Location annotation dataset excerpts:
· · · ·

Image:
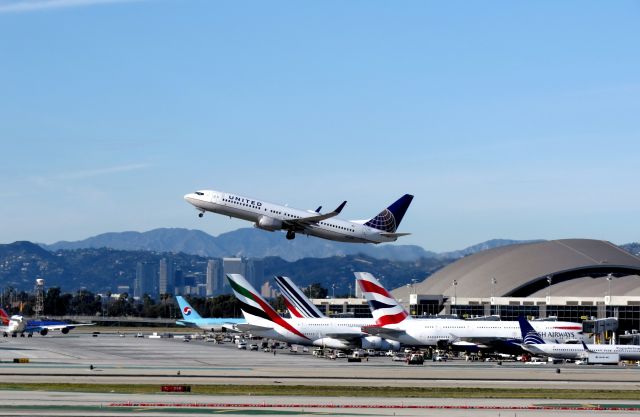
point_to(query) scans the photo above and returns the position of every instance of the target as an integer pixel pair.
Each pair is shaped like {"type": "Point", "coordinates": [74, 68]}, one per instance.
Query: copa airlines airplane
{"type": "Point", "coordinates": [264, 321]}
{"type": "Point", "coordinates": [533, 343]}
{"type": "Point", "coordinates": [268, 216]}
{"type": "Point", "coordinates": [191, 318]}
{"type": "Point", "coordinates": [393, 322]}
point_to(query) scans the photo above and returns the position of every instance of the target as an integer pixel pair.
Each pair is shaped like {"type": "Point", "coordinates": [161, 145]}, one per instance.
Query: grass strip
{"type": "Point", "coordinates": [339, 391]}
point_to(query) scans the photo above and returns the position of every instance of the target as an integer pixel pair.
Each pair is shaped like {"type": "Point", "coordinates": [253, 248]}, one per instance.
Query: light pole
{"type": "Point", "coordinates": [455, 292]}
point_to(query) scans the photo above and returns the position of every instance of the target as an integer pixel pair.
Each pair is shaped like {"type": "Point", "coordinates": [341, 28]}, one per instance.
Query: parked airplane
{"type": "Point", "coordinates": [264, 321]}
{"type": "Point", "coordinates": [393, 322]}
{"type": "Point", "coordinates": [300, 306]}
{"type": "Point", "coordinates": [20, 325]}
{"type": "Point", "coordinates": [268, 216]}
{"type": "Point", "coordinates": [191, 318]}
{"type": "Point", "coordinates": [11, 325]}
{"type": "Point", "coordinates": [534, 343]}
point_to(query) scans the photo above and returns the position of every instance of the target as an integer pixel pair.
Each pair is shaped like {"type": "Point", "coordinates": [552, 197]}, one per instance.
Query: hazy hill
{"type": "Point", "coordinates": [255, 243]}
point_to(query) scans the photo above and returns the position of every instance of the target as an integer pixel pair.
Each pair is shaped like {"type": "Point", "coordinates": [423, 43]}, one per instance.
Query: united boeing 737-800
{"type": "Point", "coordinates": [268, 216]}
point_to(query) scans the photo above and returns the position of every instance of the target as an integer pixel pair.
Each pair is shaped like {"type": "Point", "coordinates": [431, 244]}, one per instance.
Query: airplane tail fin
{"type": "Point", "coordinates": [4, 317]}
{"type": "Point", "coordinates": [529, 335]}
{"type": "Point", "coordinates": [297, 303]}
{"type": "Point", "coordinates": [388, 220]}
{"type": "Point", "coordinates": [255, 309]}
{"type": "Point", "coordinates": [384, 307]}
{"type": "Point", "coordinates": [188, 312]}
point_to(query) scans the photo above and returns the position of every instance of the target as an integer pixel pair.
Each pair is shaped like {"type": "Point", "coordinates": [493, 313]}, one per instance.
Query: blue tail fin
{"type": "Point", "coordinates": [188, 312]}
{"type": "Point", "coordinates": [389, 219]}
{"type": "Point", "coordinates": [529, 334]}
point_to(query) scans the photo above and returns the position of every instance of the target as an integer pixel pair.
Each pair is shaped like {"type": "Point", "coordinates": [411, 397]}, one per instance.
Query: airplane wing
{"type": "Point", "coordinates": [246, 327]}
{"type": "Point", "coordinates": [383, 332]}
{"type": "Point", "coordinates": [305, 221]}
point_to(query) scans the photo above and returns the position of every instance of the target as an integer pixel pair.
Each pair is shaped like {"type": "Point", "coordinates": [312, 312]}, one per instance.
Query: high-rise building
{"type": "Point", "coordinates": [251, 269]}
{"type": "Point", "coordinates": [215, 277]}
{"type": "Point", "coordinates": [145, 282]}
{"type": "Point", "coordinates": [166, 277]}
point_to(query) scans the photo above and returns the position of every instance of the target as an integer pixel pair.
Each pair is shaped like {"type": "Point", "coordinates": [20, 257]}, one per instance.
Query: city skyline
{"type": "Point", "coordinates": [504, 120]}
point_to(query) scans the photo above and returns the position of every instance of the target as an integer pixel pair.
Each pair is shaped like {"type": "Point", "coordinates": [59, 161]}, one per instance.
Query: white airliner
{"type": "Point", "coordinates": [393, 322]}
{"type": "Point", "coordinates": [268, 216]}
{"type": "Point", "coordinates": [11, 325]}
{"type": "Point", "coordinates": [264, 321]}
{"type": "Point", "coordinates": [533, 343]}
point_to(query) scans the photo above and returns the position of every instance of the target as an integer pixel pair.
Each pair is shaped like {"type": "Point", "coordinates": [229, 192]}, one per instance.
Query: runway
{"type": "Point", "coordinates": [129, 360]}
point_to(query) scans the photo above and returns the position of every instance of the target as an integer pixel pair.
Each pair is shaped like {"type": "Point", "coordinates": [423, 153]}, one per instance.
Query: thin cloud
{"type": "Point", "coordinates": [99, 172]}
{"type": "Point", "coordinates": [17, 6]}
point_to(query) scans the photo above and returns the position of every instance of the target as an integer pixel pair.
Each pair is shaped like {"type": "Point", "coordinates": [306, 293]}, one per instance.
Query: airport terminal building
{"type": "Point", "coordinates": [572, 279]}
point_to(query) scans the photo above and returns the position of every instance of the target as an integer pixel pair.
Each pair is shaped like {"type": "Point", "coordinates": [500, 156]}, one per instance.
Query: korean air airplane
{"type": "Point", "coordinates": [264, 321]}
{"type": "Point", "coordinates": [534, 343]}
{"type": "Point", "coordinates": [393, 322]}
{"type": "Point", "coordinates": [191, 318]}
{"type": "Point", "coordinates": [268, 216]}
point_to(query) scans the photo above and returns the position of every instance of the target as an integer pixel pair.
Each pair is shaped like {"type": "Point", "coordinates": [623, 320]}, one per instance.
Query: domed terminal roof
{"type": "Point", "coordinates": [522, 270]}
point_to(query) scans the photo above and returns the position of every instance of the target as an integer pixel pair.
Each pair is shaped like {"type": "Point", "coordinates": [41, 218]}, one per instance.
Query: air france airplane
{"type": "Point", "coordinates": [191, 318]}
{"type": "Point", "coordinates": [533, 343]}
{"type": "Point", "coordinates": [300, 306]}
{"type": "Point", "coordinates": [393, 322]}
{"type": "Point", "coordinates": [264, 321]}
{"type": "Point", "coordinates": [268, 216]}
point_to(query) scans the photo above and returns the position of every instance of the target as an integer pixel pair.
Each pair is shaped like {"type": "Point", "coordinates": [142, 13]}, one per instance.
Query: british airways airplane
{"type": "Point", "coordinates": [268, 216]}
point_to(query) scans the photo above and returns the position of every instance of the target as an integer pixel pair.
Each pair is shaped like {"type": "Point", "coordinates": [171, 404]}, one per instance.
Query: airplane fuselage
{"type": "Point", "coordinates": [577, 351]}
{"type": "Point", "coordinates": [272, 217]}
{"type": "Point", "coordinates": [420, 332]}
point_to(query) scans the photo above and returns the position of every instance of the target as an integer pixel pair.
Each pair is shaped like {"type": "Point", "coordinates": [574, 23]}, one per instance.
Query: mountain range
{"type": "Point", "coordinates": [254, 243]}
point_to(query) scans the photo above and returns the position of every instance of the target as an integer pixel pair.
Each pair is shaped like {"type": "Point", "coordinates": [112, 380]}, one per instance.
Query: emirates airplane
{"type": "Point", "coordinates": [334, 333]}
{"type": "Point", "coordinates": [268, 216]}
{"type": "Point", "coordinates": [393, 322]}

· · · ·

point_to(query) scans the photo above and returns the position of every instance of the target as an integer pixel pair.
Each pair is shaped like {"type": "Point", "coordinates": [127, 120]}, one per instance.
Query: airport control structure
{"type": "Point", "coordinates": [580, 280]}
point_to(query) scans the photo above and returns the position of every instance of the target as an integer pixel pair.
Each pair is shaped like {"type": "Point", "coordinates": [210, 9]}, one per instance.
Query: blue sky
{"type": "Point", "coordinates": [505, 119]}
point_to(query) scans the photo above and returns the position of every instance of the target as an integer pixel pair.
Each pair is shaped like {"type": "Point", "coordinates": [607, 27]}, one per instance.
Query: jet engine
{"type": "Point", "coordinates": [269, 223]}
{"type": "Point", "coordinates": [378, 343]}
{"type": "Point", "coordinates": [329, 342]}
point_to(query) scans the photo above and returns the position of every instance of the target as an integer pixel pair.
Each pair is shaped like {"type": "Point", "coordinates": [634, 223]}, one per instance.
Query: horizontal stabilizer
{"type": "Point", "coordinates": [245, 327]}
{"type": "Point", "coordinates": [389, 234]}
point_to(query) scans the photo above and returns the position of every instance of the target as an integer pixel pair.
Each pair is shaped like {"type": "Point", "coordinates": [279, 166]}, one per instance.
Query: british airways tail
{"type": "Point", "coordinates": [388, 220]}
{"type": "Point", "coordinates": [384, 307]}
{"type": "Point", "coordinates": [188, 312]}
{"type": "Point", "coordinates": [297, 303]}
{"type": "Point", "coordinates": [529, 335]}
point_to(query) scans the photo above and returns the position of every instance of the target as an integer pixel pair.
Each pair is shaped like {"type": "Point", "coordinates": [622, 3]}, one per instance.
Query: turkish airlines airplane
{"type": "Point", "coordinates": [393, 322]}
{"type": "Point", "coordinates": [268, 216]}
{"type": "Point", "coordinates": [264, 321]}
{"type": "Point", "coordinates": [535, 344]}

· · · ·

Problem to solve
Show every line from the two blocks above that contains the word "tail".

Task answer
Query: airplane tail fin
Query: blue tail fin
Query: british airways tail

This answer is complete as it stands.